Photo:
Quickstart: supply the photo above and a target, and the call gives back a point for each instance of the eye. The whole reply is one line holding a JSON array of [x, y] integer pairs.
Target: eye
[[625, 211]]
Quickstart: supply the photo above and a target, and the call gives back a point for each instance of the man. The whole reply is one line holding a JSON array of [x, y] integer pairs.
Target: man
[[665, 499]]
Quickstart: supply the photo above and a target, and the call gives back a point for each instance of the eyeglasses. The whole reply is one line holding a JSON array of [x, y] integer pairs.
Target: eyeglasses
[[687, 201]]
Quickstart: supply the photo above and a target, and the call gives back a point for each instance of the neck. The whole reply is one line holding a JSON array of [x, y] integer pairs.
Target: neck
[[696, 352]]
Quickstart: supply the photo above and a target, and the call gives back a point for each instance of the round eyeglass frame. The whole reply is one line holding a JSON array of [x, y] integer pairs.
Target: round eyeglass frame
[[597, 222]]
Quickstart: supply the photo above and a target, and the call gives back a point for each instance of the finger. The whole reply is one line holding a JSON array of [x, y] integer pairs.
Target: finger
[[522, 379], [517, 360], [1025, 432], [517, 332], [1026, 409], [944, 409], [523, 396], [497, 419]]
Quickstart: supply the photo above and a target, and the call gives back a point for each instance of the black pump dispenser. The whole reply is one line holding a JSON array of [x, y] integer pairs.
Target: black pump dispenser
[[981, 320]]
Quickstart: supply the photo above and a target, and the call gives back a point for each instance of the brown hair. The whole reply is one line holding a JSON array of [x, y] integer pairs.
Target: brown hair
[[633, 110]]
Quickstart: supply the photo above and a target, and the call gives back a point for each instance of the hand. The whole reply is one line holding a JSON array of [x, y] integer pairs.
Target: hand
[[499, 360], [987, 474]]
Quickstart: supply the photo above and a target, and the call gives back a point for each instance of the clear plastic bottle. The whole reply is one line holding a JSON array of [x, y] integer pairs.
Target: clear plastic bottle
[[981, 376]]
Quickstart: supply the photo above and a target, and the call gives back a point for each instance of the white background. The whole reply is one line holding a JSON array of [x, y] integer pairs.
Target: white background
□ □ □
> [WORK REQUEST]
Copy out every record above once more, precisely as written.

> [SOLUTION TO THIS PROBLEM]
Photo:
Quickstart: supply the photo above and a target, and the call gives back a point for each instance of the eye. The whole reply is one line holding a JSON array of [x, y] integer pairs.
Target: eye
[[625, 211]]
Quickstart: supply the photo above and a target, and the call gives back a point for each instance of the man. The whole reply is one line holding a JSON array of [x, y] integer pairs.
Target: man
[[665, 499]]
Quickstart: supply the photo above and a target, and the call gives back a point for each instance of the eyeglasses. The whole reply is one line holding a JSON array of [x, y] integer pairs.
Target: eyeglasses
[[687, 201]]
Quickstart: supply the photo above and a target, and the call gives back a point for each instance of the neck. The whole reply is one line holding a JSON array of [x, y] integer pairs.
Target: neck
[[696, 352]]
Quickstart: supply the photo above and a target, and the call gives back a point for each instance of the round eyeglass frame. The whole reply is one line holding a JSON array of [x, y] integer pairs.
Target: round eyeglass frame
[[597, 222]]
Quickstart: supply the photo above and a target, and the call gives back a point for each instance of the finger. The whole reply is one line holding a JSON array of [x, y] integer pairs.
Target: finger
[[522, 379], [517, 360], [1025, 432], [517, 332], [1026, 409], [944, 409], [523, 396], [497, 419]]
Quickstart: supply the photo above and a target, and the call gives back a point for each instance of the black pump dispenser. The whole reply is one line holding a JSON array of [x, y] integer pairs.
Target: black pump dispenser
[[981, 320]]
Quickstart: supply the photo above and a target, and the call gives back a point for each instance of the brown hair. The whole reply is one line holding a JSON array of [x, y] integer pairs.
Target: brown hair
[[633, 110]]
Quickstart: supply the photo above and a target, and the call gives back a point for each instance of the hand. The whole reply is one line holding a JSON array of [x, y] integer pairs.
Target: hand
[[499, 360], [987, 474]]
Quickstart: supply the photo above and a target, and the call gives back a point for each instance of the clear plastic bottle. The whole reply is one line holding a JSON array of [x, y] integer pairs.
Target: clear plastic bottle
[[981, 376]]
Quickstart: supply the photo above and a target, and the call gives back a point for each instance of the white background. The whole reply is one line holding a JSON array of [x, y] integer pairs.
Target: white background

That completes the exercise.